§ Aim of the exercise:
Produce an exact copy of the lines from the line that contains "Guideline: for every instance of the black dishwasher, set" to the end of the listing below.

(Entries from a pointing dataset)
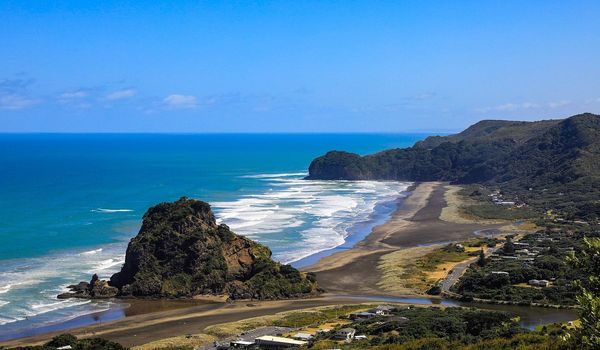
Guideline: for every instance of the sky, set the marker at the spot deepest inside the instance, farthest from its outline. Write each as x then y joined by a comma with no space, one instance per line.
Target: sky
293,66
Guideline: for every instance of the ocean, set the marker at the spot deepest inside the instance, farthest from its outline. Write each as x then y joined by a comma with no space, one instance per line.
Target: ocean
69,203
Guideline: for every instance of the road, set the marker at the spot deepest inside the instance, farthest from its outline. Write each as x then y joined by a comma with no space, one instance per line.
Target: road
459,269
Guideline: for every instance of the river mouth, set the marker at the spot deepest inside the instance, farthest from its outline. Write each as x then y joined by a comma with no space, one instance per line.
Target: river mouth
530,317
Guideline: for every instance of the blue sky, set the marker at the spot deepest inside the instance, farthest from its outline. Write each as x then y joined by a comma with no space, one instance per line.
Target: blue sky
299,66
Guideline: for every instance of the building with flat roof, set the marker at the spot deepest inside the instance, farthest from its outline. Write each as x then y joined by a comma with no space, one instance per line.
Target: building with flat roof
346,334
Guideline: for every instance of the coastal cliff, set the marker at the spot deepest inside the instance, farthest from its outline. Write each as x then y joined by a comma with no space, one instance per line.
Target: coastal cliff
180,251
558,160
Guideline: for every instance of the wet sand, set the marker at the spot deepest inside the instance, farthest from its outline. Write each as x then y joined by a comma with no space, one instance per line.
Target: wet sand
350,272
144,328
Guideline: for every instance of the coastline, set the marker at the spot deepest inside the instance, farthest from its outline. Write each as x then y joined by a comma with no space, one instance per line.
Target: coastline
347,276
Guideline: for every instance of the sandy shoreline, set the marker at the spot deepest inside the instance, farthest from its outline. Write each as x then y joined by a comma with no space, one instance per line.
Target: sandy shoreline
417,223
352,272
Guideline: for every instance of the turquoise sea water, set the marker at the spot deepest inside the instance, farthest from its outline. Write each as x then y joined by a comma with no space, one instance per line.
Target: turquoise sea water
70,203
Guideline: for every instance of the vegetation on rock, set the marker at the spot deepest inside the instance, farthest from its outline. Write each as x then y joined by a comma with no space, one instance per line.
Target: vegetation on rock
181,251
546,164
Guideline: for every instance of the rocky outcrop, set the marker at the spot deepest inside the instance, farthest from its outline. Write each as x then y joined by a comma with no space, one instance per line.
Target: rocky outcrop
180,251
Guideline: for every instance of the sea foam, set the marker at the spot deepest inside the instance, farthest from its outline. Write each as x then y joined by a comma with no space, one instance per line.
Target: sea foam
297,218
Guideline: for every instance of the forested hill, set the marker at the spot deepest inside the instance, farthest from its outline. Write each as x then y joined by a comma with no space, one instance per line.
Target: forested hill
559,157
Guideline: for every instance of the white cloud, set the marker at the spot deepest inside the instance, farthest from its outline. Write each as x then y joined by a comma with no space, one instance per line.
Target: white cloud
558,104
75,99
72,95
121,94
16,102
14,94
176,101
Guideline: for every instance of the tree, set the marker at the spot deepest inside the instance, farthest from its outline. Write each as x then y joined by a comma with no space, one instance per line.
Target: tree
587,336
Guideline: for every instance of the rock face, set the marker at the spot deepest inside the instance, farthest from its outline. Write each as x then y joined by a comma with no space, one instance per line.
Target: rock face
180,251
557,157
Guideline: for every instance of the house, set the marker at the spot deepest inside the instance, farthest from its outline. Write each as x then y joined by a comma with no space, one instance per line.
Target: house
383,310
346,334
398,319
539,283
500,273
272,342
302,336
362,315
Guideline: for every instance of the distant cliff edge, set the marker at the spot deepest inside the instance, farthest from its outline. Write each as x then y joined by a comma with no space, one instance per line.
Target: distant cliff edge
560,158
180,251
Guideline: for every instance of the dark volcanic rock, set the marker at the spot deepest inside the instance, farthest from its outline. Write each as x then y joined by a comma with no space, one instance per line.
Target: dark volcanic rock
180,251
96,289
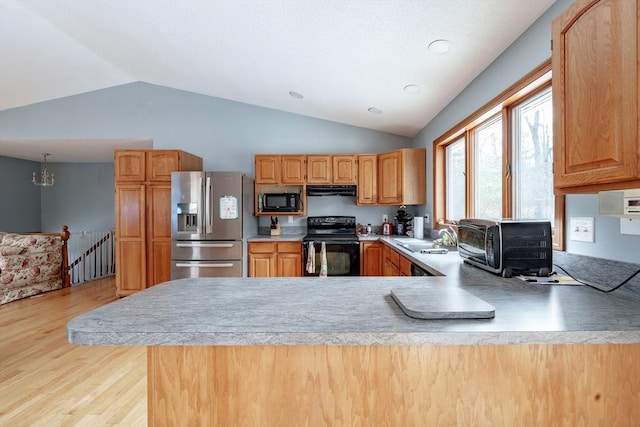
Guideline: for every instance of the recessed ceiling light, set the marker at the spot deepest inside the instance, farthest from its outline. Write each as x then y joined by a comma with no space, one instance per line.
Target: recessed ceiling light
412,89
439,46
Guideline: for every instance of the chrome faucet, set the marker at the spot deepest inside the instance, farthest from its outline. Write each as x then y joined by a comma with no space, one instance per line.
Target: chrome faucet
450,233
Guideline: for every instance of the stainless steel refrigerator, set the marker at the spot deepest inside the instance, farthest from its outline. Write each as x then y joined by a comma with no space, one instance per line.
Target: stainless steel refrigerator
211,217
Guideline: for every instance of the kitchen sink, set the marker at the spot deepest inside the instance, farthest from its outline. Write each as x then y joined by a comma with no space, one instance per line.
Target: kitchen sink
417,245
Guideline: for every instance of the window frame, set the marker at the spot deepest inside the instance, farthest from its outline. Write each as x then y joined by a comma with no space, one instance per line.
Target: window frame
533,83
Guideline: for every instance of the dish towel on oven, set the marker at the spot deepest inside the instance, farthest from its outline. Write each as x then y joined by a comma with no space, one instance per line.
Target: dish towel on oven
323,260
311,259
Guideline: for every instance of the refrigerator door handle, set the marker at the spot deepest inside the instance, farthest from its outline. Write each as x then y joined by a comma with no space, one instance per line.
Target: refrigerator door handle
204,245
201,265
208,199
201,213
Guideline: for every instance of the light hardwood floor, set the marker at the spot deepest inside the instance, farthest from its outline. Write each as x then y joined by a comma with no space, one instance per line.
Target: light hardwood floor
45,381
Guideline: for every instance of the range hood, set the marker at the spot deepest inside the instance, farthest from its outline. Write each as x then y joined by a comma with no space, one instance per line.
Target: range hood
331,190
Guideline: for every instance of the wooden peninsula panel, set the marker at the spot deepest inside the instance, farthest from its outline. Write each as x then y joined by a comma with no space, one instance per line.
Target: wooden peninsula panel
563,384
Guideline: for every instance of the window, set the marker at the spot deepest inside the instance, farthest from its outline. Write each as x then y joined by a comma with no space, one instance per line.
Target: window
487,177
456,194
498,163
533,158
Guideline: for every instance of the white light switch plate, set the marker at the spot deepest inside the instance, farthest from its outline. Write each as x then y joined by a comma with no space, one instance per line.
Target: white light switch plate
581,229
629,226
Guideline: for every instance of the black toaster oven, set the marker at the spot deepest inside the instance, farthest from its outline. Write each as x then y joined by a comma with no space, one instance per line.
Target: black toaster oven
507,247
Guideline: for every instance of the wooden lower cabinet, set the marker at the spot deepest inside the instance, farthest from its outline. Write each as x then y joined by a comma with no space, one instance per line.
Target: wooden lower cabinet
394,263
275,259
399,385
131,242
371,258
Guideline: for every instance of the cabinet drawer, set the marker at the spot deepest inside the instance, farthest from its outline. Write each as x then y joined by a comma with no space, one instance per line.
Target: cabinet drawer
262,247
289,247
206,250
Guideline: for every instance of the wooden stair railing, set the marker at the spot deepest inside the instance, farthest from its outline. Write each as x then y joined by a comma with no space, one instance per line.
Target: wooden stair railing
95,249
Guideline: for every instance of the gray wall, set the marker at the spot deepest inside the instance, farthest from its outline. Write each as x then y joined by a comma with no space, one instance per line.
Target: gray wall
526,53
225,134
19,198
81,198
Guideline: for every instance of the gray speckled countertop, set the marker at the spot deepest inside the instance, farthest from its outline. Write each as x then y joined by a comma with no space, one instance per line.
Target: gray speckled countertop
355,311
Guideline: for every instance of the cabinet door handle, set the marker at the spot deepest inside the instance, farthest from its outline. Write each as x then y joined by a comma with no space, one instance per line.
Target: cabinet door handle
204,245
185,265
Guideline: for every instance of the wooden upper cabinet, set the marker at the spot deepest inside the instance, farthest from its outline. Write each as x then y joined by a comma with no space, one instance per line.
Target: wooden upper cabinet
332,169
160,164
152,165
293,169
402,177
267,169
319,169
595,96
345,169
129,165
367,179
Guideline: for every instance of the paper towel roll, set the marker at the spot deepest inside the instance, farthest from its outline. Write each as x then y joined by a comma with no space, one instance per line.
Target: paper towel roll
418,227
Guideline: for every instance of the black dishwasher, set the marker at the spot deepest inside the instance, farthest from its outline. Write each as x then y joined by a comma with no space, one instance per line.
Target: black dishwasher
416,270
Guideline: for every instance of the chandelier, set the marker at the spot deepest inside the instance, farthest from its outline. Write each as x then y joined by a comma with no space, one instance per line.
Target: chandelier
46,179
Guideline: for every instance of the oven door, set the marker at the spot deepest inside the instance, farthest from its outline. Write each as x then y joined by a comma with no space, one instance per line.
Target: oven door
343,258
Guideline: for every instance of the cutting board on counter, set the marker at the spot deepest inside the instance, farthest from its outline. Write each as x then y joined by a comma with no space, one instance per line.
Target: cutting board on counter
441,302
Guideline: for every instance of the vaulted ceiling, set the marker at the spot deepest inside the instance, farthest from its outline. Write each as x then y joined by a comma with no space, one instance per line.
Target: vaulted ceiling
365,63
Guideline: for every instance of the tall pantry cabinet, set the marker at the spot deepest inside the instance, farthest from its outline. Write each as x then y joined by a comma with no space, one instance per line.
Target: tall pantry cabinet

§ Solution to this exercise:
Guideline: for every instance of the black dishwasher, set the marker at the spot deepest inside the instance, farthest from its outline. Write each as x then y joined by a comma with no space, one instance per line.
Target: black dishwasher
416,270
Guideline: for every instance of the chandelier, set the marker at the spot deepest inside the instance, farthest from its outline. Write each as x then y joined by a comma with no space, one instance per line.
Target: chandelier
46,179
Guideline: for every instance of the oven door, set the marker at the spot deepest inside the instance, farthest from its outline. Write each as x then y joined by a comma with no space, one instance per line.
Target: oven door
343,258
Guideline: for every instance of the cutting board on counter, set the marker at the spot deepest inside the instance, farthest from its outline. Write each as x then y joined by a comma with no space, one instance per line.
Target: cutting board on counter
441,302
Guideline: for every instance of the vaulted ceiling, set the marker at the spot deepest inside the instance, farthest from its outline. Write each as x then y joined by a comma with no space, one instance per line.
Target: vaulted ceiling
365,63
Guideline: for every instance of the tall pantry cabinet, set the marker at the spot deepest inside the instance, farthest from its outline. Write each as x then y joined by a comma with no space, one instance per line.
Target: tall pantry cabinet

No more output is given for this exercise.